§ Texto para leitura:
□ □ □

Que lições ensinam pessoas longevas como Elizabeth II?
Rainha morreu aos 96 anos após ser, durante sete décadas, protagonista de um dos reinados mais longos da história
Desde que a morte da Rainha da Inglaterra foi anunciada, na tarde de 8 de setembro, a imprensa mundial tem passado a limpo o legado da monarca, enumerando a quantidade de acontecimentos históricos que Elizabeth II testemunhou durante seu reinado.
Como rainha, ela viu seu país se recuperar dos horrores da 2ª Guerra Mundial. Sentou-se com 15 primeiros-ministros ingleses e assistiu ao divórcio de seu reino do restante da União Europeia. Viu sua popularidade despencar ao ser julgada pela frieza e indiferença com que tratou a morte de Diana. Também passou por uma pandemia que ceifou milhões de vidas, vacinou-se contra a Covid, foi contaminada pelo novo coronavírus e resistiu.

□ □ □

§ Dados fornecidos:
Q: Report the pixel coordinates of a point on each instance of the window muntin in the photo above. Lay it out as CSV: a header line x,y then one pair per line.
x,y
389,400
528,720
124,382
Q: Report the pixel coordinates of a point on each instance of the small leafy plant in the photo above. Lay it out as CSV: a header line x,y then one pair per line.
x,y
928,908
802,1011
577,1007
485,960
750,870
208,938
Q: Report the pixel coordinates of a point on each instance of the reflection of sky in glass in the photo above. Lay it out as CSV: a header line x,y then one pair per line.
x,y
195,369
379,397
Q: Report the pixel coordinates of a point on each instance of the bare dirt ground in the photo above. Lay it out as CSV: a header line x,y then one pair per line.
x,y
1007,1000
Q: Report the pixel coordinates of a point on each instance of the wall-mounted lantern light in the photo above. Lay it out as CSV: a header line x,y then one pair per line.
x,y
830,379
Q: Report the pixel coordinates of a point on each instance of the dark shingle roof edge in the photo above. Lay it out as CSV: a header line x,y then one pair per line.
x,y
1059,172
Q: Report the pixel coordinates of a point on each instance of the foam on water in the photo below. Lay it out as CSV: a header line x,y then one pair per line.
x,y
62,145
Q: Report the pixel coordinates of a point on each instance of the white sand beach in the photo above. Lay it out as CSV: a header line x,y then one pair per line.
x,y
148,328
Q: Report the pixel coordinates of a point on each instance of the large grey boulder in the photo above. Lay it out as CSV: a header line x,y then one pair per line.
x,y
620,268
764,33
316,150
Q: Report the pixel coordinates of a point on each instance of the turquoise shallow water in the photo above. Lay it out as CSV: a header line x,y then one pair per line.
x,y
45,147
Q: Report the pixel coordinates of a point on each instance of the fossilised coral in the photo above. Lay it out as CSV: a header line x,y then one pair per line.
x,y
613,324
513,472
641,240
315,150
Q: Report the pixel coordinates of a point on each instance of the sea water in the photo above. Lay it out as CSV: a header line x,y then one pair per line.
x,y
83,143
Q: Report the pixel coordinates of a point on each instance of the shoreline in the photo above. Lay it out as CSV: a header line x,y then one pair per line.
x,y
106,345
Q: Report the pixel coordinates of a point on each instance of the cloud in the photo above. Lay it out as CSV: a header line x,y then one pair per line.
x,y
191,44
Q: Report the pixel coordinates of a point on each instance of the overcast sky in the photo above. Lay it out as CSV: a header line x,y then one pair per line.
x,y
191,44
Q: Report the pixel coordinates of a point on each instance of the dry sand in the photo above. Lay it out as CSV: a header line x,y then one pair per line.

□ □ □

§ Exercícios propostos:
1 – No texto sobre Elizabeth II, identifique todas as ações atribuídas à rainha na frase que começa com "Também passou por uma pandemia".
2 – Transcreva do texto sobre Elizabeth II o trecho de "Rainha morreu aos" até "durante seu reinado.".

§ Respostas:
1 –
- passou por uma pandemia que ceifou milhões de vidas
- vacinou-se contra a Covid
- foi contaminada pelo novo coronavírus
- resistiu

2 –
Rainha morreu aos 96 anos após ser, durante sete décadas, protagonista de um dos reinados mais longos da história
Desde que a morte da Rainha da Inglaterra foi anunciada, na tarde de 8 de setembro, a imprensa mundial tem passado a limpo o legado da monarca, enumerando a quantidade de acontecimentos históricos que Elizabeth II testemunhou durante seu reinado.